◆ Task material:
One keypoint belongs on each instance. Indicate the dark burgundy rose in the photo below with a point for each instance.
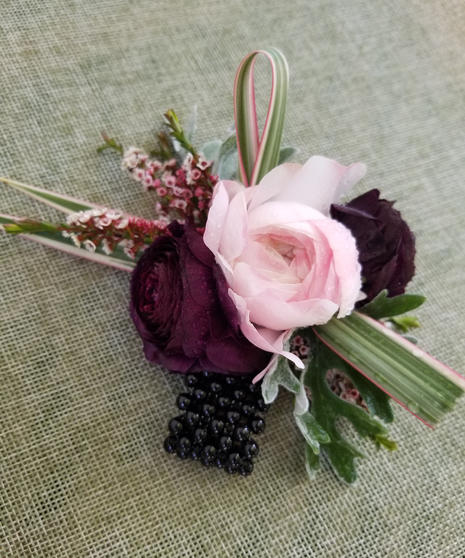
(181, 308)
(385, 243)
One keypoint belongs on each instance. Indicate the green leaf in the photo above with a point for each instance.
(211, 151)
(328, 408)
(311, 430)
(228, 166)
(383, 306)
(230, 144)
(424, 386)
(286, 153)
(117, 259)
(258, 157)
(57, 201)
(312, 462)
(376, 400)
(405, 323)
(281, 375)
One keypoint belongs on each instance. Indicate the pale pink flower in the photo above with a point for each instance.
(286, 262)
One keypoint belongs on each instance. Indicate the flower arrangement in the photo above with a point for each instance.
(254, 276)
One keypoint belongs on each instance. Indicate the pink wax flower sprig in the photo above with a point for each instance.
(182, 190)
(183, 186)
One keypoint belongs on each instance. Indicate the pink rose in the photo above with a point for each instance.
(287, 263)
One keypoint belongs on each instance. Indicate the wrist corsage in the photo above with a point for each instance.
(254, 275)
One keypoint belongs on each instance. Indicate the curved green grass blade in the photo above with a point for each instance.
(423, 385)
(117, 259)
(61, 202)
(258, 157)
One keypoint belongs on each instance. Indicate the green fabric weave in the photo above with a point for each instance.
(83, 415)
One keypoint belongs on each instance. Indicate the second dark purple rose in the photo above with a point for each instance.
(182, 311)
(385, 243)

◆ Goal of the exercise: Rewrite the listing from the line containing "One keypoint belongs on each instance. Indicate the green fabric" through the end of the listing, changing "dark purple" to "deep purple" and keeping everything else the same.

◆ Complete response:
One keypoint belongs on each instance. Indicate the green fabric weave in the photo above with a point for each instance.
(83, 415)
One keypoint belongs on each instance. Indicate the second deep purple rose in the photo above with a point for each instance.
(182, 311)
(385, 243)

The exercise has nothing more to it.